> _Stated exercise_: Tally the lines of the data that contain the string "distant", and give only the number.

> _Given information_:
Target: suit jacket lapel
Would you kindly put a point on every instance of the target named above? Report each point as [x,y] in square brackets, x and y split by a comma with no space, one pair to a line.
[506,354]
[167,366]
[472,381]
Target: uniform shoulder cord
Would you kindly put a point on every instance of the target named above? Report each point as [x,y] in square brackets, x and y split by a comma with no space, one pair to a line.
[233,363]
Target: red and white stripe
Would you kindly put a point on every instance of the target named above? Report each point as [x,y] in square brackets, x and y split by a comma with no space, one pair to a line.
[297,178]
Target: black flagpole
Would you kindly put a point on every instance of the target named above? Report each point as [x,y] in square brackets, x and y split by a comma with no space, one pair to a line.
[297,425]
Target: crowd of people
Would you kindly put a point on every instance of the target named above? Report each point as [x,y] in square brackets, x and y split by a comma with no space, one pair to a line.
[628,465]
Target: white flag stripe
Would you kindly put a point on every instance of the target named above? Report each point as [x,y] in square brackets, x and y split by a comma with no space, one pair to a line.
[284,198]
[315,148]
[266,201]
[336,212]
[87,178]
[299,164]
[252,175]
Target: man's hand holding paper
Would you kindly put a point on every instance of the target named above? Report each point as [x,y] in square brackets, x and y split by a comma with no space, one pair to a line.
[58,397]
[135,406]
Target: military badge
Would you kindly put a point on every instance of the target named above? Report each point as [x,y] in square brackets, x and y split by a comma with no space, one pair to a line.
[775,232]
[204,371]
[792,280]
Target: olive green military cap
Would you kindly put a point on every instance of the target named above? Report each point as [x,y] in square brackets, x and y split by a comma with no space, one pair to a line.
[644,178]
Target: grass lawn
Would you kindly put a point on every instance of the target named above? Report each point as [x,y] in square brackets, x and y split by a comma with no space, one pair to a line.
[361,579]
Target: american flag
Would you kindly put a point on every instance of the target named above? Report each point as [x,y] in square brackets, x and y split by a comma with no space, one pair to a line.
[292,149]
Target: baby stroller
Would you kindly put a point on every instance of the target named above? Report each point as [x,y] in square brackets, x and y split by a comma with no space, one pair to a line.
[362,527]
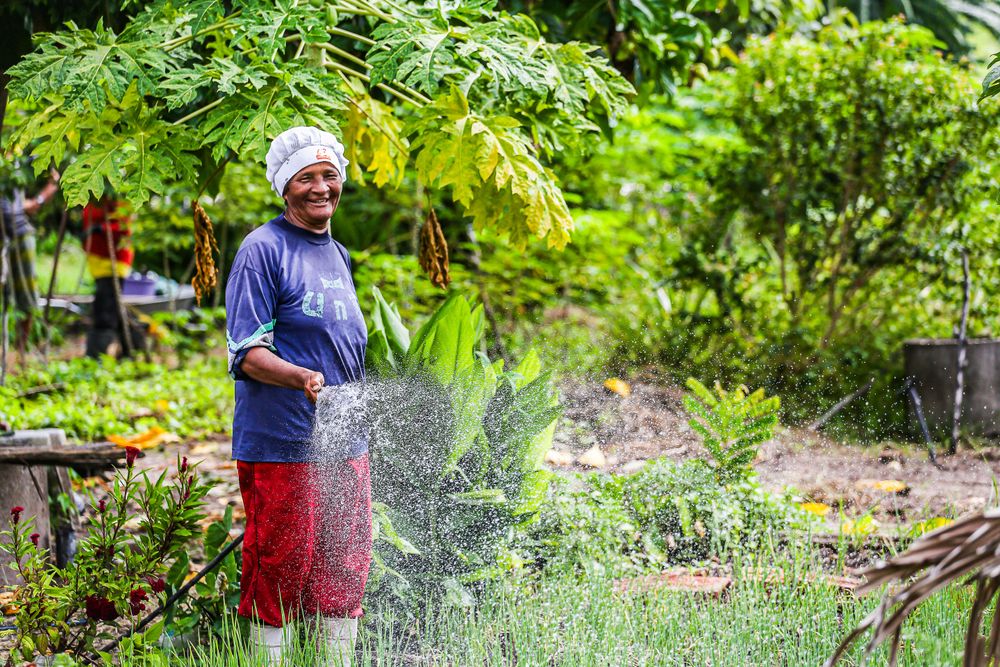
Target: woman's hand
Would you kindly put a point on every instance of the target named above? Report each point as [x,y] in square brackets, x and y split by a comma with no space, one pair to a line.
--
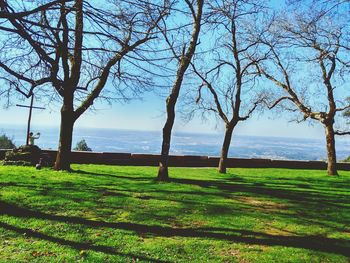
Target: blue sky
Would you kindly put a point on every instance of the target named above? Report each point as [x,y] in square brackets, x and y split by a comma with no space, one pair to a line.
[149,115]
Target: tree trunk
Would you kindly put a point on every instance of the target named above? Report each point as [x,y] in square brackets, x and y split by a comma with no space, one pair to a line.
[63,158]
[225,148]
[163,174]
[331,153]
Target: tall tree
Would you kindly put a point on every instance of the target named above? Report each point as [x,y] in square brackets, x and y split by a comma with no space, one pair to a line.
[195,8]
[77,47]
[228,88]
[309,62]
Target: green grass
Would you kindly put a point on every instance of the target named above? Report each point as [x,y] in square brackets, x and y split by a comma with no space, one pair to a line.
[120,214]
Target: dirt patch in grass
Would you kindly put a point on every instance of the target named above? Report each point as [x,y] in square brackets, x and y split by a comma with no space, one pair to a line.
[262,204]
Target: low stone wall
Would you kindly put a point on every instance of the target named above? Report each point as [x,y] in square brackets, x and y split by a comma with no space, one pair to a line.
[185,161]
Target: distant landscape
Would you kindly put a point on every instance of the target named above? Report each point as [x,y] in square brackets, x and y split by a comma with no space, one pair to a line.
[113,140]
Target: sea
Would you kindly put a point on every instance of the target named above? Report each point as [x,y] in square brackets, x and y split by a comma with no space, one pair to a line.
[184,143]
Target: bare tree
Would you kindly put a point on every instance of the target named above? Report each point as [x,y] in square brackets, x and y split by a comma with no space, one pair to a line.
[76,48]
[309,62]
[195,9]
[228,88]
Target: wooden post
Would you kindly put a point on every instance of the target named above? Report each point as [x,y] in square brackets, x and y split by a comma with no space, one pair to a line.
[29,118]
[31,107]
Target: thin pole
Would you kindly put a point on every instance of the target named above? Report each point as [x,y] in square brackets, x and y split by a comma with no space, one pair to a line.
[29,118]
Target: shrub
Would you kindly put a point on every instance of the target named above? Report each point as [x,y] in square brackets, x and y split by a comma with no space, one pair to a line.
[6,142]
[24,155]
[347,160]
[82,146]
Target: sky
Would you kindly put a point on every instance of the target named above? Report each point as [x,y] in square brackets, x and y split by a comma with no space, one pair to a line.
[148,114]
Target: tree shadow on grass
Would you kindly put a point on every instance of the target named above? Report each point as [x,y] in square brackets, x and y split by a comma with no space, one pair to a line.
---
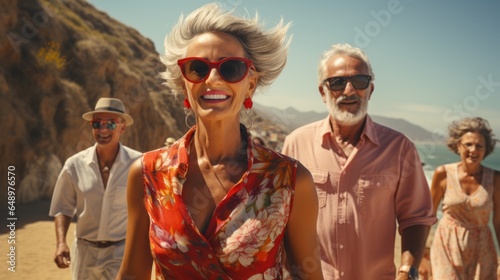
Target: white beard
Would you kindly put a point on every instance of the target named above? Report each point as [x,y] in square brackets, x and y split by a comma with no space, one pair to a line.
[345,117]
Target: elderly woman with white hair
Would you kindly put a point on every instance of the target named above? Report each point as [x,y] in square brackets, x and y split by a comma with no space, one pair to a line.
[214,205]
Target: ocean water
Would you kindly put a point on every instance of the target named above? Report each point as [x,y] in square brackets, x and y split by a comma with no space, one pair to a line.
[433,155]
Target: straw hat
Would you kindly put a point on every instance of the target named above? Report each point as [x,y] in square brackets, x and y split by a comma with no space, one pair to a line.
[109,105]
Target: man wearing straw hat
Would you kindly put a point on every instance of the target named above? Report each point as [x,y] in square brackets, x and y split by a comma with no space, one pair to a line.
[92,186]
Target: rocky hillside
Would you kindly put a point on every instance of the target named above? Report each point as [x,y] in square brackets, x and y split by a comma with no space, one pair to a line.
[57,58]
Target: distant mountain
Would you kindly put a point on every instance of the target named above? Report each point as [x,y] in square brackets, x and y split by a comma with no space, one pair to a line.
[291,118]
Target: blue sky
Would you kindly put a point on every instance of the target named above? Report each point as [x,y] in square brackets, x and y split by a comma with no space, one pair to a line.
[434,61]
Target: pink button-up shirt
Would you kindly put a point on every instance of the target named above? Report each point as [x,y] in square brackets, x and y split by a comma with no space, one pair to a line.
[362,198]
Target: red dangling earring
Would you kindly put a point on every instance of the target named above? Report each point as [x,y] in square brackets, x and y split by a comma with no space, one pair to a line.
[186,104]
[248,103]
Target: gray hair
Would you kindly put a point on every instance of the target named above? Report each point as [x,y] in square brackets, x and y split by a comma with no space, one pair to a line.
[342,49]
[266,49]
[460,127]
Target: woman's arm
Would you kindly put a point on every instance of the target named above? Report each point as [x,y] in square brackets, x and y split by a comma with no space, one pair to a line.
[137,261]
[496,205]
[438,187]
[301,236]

> _Answer to the exercise_: 2